I love the workprint, lord knows I've watched it enough times, more than anyone here. But it's not a finished version of the film. Fred Calvert may have ruined the film, but he did finish it, and he created changes in the film that are difficult to undo without making jarring, awkward edits. He also finished certain segments in ways that are, to my eyes, valid and acceptable for use in an edit that removes his hackwork otherwise. For example, it's certainly better for segments to have music. And anywhere that Calvert had a dissolve, I often had to have a dissolve too, because there was no editing around it.

The goal of this edit was to present the film as "Closer to Finished," and easier to watch for someone who knows nothing about the film's mangled history, and I included a lot of Calvert material because of that. It's not Williams quality, but it's finished animation, and that makes it all much easier to watch. Maybe some of the music isn't up to Williams' standards, but it's music which makes it easier to watch. Finished animation is much easier to watch than storyboards, and the Recobbled Cut combined with the workprint could serve as a storyboard for a new animation team to better what Calvert failed at.

*SOURCE DATA*:
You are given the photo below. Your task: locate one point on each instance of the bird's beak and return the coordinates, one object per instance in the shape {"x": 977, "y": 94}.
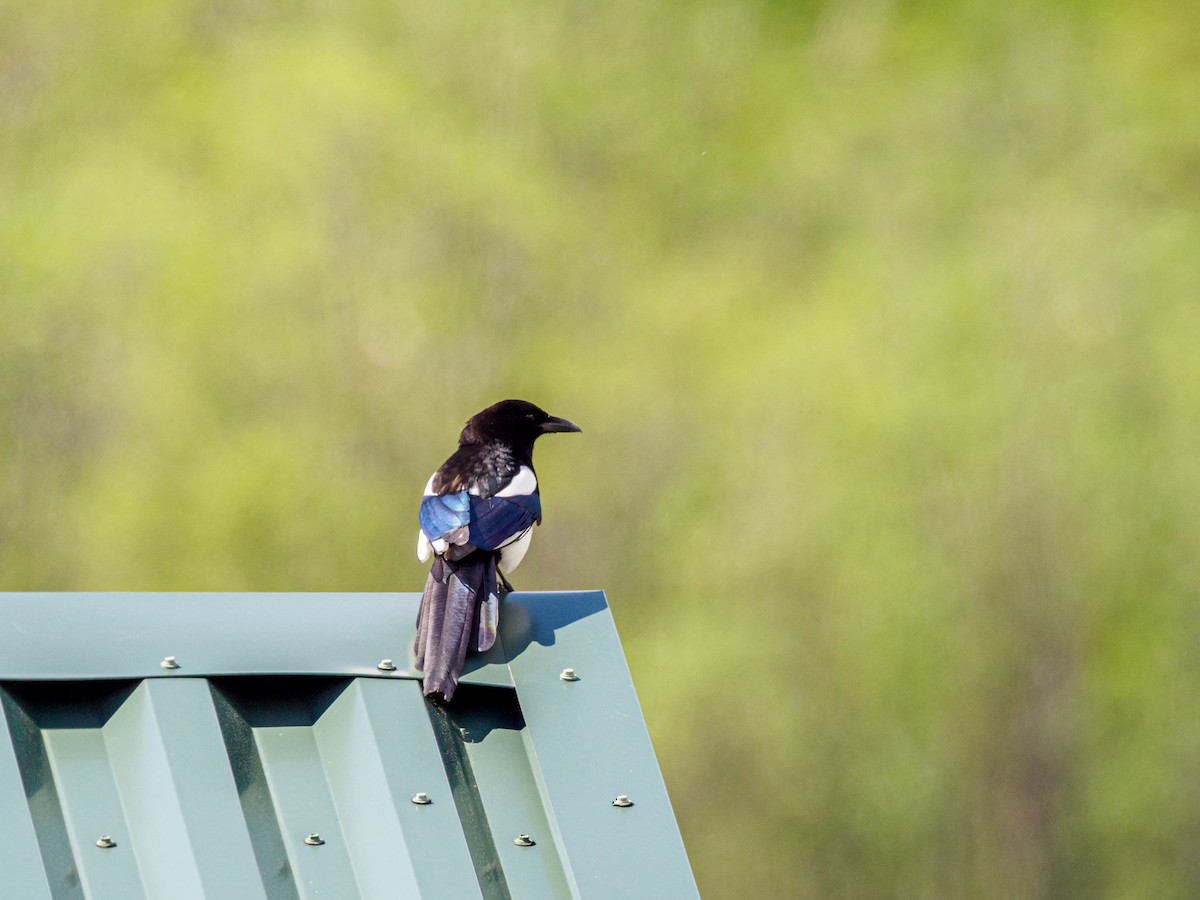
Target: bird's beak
{"x": 553, "y": 424}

*THE TASK*: Please continue the passage about editing the film's workprint and Calvert's version, starting after its final sentence.

*TASK ANSWER*:
But you know all that. So I'm just saying tsk tsk for sneaking in your own edits unannounced. But interesting to see your take on the film! I'd be curious to see a more workprinty workprint cut. I haven't really looked at your cut because of the computer I'm on - no MP4 capability it would seem.

My advice - if you think you've got the time to do so, do your own cut that fixes whatever problems you might have with my cut. Make it as different as you can, and more workprinty, and put it out as an alternate remix, but don't call it my cut. Rerecobbled?

Since that better Animating Art never turned up (Ben's still not around, STILL), you could also do your special edition of that ....

Okay, chiming in on other stuff .... the discussion has been quite interesting and sorry for chiming in suddenly but hey, it's my thread and I'll comment if I want to. =)


TServo -- Robert Folk's score is very derivative yeah, like a lot of mediocre film music is. It has that feel that it's very based on the temp music, which is interesting since we've HEARD the temp music in the Calvert Work in Progress, and it's nothing like the tracks that Folk's score seems derivative of. I mean, there's no Pink Panther, no James Horner, no John Williams (E.T., as you said) .... mostly it's Danny Elfman. But clearly Folk had his own "temp music" in mind.

I don't think it's ridiculously awful, when divorced from the Miramax and Calvert cuts. It's not really Williams' music, but I felt that, like Calvert's poor animation, it was fun to use it in this edit to "save it" .... let it serve the purpose of the film as intended.

I sort of intended the Recobbled Cut, in a weird way, to be the "Good Calvert" cut .... like if someone besides Williams had had to finish the film, but did it in a more respectful way.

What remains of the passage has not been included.